> PAGE EXTRACT:
========
Comment Re:Things (Score 2) 619

Tough shit: if those companies hadn't tried to ruin the internet in years past with popups, popunders, flashing banner ads, ...

You forgot serving malware dropping ads they claim they're not responsible for, while shaming users as thieves for blocking those infection vectors. Flashblock + Adblock edge dropped our employee's infection rate to 1/3. When I can recover damages from website who infect my systems, I'll review the decision to ad block.

Comment Re:= $912,000,000,000 (Score 2, Informative) 247

The law of unintended consequences would kick in... because the minute the government goes around taking companies, everyone else sees this...

Then the government discovered what a great money maker this is, and goes after all companies for anything they might be doing wrong...

---

What you are suggesting has actually been done, in other countries... it isn't pretty...

Countries like the US with asset forfeiture laws creating a special interest group and cottage industry around the legal fiction that your assets are a person and you have no legal standing if they're 'incarcerated'. My introduction was while I was renewing my sales tax license. I overheard a conversation next to me. The person had been pulled over and arrested on invented drug charges which were thrown out in court because they were baseless (it sounded like friends pooled money for a defense lawyer). In the meantime the State had seized and sold his car, and taken his life savings from his bank accounts. The clerk was explaining to him that 'It's our policy to retain those funds after trial'.

So the state got paid, and the lawyers got paid - and now we know why he was pulled over for 'waste of time' charges...

Apparently just taking everything is only a good idea if you're too small to make large political contributions.

Comment Re:Fire all the officers? (Score 5, Insightful) 515

There should be an elevation of discipline that should start with a written warning and ending with suspension

This animal farm 'some animals are more equal' 'police union approved' punishment that we've actually been doing needs to stop. Any normal person caught on camera illegally committing assault, battery, and theft while armed does not get a strongly written letter as a reprimand. Police officers are citizens a need to be treated no better or worse than anyone else.

If you feel that a video record of your actions will be so damning that you consider an armed attack on anyone you spot with a camera is the best option really gives us an idea how you act the rest of the time, doesn't it?

Comment Re:Getting trolled (Score 1) 716

The troll could have nothing to do with the "gamer community." Just write one nasty tweet and watch the neckbeards and SJWs scream at each other. Much lulz.

It'd be even better if the troll was a fake twitter 'follower' bot herder. Troll from a fake account with tens of thousands of followers and declare that you're a serious commentator because of your audience, then use other parts of the bot net to either agree, disagree or both to fan the flames.

Comment Re:makes no sense (Score 1) 182

The thing is, the Australian court doesn't give a fat rats clacker about your personal perversions in a divorce proceeding. They only care about your financial situation.

Perfect. There's no way the soon to be ex will visit off shore banking and brokerage websites from your PC for 6 months while planning to divorce you, then claim you've hid money in court to get their half and yours. Nope, that'd never happen again.

They certainly wouldn't try to frame you for child porn to make the custody battle a slam dunk either. Everyone is always reasonable in a divorce. It's a bit like giving government bureaucrats unlimited spying powers. It's just never abused and always ends well. Just ask them.

Comment Re:don't use biometrics (Score 1) 328

I wouldn't be at all surprised. They'll find none. Don't assume everyone is like you.

I see you have hundreds of communications regarding Viagra in your email. That's inconsistent with personal use. Have you been illegally distributing prescription medication, or only conspiring to distribute it?
========
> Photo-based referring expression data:
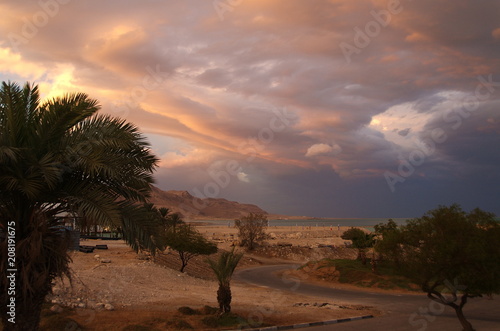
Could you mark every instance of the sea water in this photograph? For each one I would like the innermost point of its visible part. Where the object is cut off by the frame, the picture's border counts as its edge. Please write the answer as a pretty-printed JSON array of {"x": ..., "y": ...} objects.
[{"x": 319, "y": 222}]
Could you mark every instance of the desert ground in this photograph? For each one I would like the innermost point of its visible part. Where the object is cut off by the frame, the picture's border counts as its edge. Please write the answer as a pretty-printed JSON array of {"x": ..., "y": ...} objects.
[{"x": 115, "y": 288}]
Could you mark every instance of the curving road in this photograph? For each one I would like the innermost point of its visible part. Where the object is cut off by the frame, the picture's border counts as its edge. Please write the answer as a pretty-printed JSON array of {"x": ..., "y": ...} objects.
[{"x": 402, "y": 312}]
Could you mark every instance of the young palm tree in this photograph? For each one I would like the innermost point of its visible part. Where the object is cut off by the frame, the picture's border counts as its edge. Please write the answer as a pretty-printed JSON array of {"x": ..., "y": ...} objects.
[
  {"x": 223, "y": 269},
  {"x": 61, "y": 157}
]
========
> QUESTIONS:
**a.** Render the sentence "I overheard a conversation next to me." from the comment thread into Spanish.
**b.** In the comment thread, to what level did Flashblock + Adblock edge reduce the employees' infection rate?
**c.** Retype the stretch of the comment thread from "Perfect. There's no" through "to distribute it?".

> RESULTS BY TASK:
**a.** Escuché por casualidad una conversación a mi lado.

**b.** It dropped the infection rate to 1/3.

**c.**
Perfect. There's no way the soon to be ex will visit off shore banking and brokerage websites from your PC for 6 months while planning to divorce you, then claim you've hid money in court to get their half and yours. Nope, that'd never happen again.

They certainly wouldn't try to frame you for child porn to make the custody battle a slam dunk either. Everyone is always reasonable in a divorce. It's a bit like giving government bureaucrats unlimited spying powers. It's just never abused and always ends well. Just ask them.

Comment Re:don't use biometrics (Score 1) 328

I wouldn't be at all surprised. They'll find none. Don't assume everyone is like you.

I see you have hundreds of communications regarding Viagra in your email. That's inconsistent with personal use. Have you been illegally distributing prescription medication, or only conspiring to distribute it?